- _Data for the task_

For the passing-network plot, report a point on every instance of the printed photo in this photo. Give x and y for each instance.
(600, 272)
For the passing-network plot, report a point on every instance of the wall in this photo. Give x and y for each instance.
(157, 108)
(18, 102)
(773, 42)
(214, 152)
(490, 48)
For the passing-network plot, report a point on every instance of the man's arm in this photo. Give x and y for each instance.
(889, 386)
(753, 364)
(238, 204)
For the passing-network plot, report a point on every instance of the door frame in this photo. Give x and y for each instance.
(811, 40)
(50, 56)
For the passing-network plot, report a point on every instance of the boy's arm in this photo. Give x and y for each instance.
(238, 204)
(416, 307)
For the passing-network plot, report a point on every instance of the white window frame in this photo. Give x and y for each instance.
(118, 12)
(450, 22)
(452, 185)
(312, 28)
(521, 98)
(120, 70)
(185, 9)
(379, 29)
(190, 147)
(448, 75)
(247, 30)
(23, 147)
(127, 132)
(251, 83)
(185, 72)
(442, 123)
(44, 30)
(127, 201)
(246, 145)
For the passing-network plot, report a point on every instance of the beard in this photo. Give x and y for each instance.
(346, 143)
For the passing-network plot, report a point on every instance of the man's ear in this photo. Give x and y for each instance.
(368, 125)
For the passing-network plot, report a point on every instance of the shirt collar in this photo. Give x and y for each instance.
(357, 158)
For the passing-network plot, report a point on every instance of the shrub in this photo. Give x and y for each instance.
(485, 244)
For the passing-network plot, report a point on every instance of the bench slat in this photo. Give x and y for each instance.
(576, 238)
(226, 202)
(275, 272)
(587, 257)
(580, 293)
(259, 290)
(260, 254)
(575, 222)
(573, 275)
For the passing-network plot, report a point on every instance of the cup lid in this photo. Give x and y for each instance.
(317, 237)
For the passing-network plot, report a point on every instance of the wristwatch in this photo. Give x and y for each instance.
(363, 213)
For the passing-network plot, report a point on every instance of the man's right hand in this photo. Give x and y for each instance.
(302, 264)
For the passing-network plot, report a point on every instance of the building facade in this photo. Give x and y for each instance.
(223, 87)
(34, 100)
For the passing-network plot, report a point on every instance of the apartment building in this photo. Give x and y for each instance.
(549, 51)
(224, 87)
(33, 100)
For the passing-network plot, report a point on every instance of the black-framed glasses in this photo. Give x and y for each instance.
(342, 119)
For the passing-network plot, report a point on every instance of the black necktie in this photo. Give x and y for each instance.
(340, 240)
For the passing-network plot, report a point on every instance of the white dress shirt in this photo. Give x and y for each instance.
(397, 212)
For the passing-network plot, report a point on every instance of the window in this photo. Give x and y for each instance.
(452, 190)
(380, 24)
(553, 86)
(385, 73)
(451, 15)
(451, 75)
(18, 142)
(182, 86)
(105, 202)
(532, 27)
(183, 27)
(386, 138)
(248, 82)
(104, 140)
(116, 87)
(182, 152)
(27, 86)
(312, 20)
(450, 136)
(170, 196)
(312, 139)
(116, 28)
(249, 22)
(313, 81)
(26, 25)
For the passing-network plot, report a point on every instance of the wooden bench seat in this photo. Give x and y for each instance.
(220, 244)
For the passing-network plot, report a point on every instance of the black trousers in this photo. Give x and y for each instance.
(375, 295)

- _Task statement_
The records above should be duplicated in full, exactly as given.

- _Written response_
For the passing-network plot, report a point on every instance of the printed photo in this photo. Give x and y for each instance.
(600, 272)
For the passing-network plot, report a point on every instance of the wall in this photo. Give x and y for each instance.
(157, 108)
(18, 102)
(773, 42)
(214, 152)
(490, 48)
For the passing-network plot, report a point on every instance of the man's arm in this photo. Give x and y for each instance.
(889, 386)
(753, 364)
(238, 204)
For the passing-network plot, report a point on every instance of the door frame in this photo. Give x and y for each instance.
(811, 40)
(50, 56)
For the passing-network plot, report a point on every instance of the boy's arm in this photo. Give x and y for each instance.
(238, 204)
(416, 307)
For the passing-network plot, report a point on every instance of the white window frame in this photo. Give x and y for each instance.
(118, 12)
(450, 22)
(452, 185)
(312, 28)
(521, 98)
(120, 70)
(185, 9)
(379, 29)
(190, 147)
(448, 75)
(247, 30)
(23, 147)
(127, 132)
(251, 83)
(185, 72)
(442, 123)
(44, 30)
(127, 201)
(246, 145)
For the passing-network plot, report a point on every instance of the beard in this photo. Give x and y for each instance.
(346, 143)
For the passing-network plot, report a point on every instance of the man's ear in this photo. Give x and y for each instance.
(368, 125)
For the passing-network plot, report a point on every instance of the shirt collar in this photo. Give x and y for each instance.
(357, 158)
For the passing-network plot, report a point on every instance of the shrub in this photo. Give x and y for each instance.
(485, 244)
For the passing-network plot, report a point on every instance of the bench slat in this photo. Give x and y for each instance.
(576, 238)
(226, 202)
(275, 272)
(587, 257)
(580, 293)
(259, 290)
(260, 254)
(575, 222)
(573, 275)
For the passing-network plot, report a point on every instance of the cup lid in this photo. Give x and y for each instance.
(317, 237)
For the passing-network plot, report a point on every instance of the wristwatch in this photo. Give x and y for each instance.
(363, 213)
For the passing-network plot, report a point on every instance of the man's right hand in this photo. Give x and y for each instance.
(302, 264)
For the passing-network plot, report a point on every instance of the building facade in this photo. Give x and y for each instance.
(223, 87)
(34, 100)
For the passing-network plot, report a point on every instance of the apartment building in this photo. Give x and y for each instance.
(549, 51)
(224, 87)
(33, 100)
For the passing-network plot, report a point on every instance of the black-framed glasses in this photo. Give x and y for each instance.
(342, 119)
For the passing-network plot, report a point on every instance of the black necktie in this photo. Give x and y for each instance.
(340, 240)
For the passing-network plot, report a point on every instance of the white dress shirt in this photo. Give x and y for each instance.
(397, 212)
For the passing-network plot, report a point on every instance of the window in this photo. Give x and y for each instance.
(452, 190)
(380, 24)
(553, 86)
(385, 73)
(451, 15)
(451, 75)
(18, 142)
(182, 86)
(105, 202)
(532, 27)
(183, 27)
(386, 138)
(248, 82)
(104, 140)
(116, 87)
(182, 152)
(27, 86)
(312, 20)
(450, 136)
(170, 196)
(312, 139)
(116, 28)
(249, 22)
(313, 81)
(26, 25)
For the passing-network plot, report a point on every instance of the wooden bench seat in this photo. Give x and y for each instance.
(220, 244)
For the passing-network plot, report a point on every instance of the black trousers in this photo. Give x and y for each instance.
(375, 295)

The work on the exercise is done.